Stored dataset items
● ● ● ● ● ● ●

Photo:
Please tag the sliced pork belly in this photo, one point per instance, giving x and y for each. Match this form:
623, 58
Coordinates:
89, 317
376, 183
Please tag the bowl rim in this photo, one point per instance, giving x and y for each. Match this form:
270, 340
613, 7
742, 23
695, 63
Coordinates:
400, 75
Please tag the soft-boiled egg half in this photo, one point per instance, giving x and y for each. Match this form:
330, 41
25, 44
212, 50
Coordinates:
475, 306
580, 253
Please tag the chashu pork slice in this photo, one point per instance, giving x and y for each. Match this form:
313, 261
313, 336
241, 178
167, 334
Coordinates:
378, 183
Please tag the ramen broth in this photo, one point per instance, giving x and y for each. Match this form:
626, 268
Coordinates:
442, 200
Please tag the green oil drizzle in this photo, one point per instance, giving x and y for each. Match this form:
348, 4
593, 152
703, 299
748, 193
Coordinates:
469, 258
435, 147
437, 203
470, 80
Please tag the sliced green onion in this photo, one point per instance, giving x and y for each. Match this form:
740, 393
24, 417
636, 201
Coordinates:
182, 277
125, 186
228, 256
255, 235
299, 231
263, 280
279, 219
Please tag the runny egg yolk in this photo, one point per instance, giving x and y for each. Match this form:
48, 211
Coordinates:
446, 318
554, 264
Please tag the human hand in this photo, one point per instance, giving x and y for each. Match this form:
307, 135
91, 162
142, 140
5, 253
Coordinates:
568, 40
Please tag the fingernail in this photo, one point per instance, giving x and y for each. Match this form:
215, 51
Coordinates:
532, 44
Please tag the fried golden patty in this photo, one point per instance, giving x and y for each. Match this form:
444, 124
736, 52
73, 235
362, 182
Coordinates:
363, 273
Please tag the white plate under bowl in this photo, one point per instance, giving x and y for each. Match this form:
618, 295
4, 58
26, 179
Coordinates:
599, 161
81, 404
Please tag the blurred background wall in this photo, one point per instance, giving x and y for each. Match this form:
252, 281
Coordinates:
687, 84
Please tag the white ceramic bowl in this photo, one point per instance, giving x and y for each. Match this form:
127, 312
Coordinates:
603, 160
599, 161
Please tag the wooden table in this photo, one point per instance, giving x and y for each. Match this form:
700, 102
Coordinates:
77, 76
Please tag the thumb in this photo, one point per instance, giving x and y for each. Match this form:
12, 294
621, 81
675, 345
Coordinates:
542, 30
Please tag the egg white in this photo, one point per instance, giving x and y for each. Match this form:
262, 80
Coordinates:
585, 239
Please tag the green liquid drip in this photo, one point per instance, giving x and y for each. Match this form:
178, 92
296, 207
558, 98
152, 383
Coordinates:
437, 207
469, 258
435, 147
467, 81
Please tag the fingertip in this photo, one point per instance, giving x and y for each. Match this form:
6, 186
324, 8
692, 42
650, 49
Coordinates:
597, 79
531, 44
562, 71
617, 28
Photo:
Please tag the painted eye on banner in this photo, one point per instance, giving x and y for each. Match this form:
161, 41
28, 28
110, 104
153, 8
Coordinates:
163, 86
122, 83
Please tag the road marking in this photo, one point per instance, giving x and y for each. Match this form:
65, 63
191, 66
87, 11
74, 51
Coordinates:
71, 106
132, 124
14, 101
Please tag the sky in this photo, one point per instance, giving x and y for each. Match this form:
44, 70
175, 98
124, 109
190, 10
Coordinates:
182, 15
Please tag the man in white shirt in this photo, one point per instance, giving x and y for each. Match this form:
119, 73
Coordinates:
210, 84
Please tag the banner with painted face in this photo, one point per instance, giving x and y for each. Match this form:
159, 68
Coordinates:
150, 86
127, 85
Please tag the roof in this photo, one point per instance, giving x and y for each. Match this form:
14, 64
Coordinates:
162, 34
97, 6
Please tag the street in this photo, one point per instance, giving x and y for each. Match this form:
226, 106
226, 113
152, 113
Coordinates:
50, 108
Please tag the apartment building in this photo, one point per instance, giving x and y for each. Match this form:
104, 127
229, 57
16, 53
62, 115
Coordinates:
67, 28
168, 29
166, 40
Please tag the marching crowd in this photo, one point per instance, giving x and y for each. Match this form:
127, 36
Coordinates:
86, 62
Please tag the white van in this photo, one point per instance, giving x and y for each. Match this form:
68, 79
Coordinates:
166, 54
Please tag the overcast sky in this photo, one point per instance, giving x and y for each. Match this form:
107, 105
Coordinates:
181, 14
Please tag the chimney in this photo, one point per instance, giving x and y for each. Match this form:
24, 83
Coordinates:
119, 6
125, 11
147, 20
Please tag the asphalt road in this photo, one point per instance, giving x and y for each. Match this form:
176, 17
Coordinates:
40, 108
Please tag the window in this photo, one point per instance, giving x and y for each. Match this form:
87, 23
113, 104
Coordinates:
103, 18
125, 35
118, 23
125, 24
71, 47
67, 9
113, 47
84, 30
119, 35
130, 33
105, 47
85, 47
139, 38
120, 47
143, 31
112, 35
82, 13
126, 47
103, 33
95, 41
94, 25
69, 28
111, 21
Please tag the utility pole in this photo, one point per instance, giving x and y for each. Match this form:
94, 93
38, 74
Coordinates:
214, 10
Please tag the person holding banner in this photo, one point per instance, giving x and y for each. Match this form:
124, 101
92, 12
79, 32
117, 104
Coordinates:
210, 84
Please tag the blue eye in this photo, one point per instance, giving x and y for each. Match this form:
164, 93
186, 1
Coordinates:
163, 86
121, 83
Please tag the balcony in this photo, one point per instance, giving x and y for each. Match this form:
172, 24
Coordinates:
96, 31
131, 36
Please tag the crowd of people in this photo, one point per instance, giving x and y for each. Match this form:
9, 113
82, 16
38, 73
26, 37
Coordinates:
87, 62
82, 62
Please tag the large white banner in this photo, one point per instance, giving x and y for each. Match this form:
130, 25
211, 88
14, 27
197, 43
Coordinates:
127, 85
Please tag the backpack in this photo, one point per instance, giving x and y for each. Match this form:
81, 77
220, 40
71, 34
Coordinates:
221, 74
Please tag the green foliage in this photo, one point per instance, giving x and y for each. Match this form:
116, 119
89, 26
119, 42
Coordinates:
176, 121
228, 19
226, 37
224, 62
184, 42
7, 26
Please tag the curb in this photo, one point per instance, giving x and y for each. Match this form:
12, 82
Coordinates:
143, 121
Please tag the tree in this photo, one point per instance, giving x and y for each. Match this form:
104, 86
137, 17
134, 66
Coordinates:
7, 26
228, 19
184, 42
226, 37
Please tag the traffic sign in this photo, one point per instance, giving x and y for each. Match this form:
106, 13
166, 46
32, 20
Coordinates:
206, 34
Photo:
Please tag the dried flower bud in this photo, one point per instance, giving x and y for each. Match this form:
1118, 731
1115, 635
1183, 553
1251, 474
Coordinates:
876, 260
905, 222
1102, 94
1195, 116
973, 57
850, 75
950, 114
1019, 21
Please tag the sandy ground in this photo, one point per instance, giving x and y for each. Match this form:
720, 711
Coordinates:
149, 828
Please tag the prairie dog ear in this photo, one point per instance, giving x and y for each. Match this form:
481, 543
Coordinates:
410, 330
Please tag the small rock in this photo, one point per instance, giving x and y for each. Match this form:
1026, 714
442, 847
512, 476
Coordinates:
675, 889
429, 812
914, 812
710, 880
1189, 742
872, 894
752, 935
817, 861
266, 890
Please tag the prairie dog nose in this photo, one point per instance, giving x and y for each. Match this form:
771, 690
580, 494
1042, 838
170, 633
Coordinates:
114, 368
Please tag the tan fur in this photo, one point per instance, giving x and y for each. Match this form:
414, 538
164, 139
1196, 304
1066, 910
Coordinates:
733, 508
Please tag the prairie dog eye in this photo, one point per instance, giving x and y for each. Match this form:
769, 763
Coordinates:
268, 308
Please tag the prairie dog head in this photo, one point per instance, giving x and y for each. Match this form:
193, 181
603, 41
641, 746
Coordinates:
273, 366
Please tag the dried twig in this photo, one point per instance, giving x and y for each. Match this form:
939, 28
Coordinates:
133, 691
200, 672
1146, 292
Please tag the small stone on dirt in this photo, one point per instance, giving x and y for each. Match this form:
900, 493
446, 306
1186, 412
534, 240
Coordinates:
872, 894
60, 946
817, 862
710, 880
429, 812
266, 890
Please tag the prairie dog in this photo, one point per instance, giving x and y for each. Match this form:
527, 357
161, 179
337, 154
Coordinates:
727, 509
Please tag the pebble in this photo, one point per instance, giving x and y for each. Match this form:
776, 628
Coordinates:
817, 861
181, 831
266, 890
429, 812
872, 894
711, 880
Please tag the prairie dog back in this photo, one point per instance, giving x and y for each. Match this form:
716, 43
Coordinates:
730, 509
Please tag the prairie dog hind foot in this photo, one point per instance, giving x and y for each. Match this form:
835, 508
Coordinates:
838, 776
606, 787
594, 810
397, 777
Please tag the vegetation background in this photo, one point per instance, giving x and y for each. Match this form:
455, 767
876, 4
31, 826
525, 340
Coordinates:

● ● ● ● ● ● ●

# [Brief]
Starting at the line containing "Please tag the pebble" and continuing through the end of the material, rewrite those lines with "hind foot" changed to "rear foot" and everything else left as it is.

# [Output for this exercise]
Please tag the pebble in this photo, one point per instance, giving x and y for each. Match this form:
776, 628
Coordinates:
817, 861
181, 831
266, 890
429, 812
872, 894
711, 880
Please tag the prairie dog back in this photo, one point per instance, giving x and y for each. Match this form:
716, 43
Coordinates:
730, 509
Please tag the prairie dog rear foot in this photo, one point per instance, giving x and y for each. Match this form:
835, 508
Coordinates:
838, 776
606, 787
594, 810
397, 777
Please tag the vegetation background in this photo, one point per instance, giving x and y for each. Match this form:
455, 767
876, 4
31, 826
525, 340
Coordinates:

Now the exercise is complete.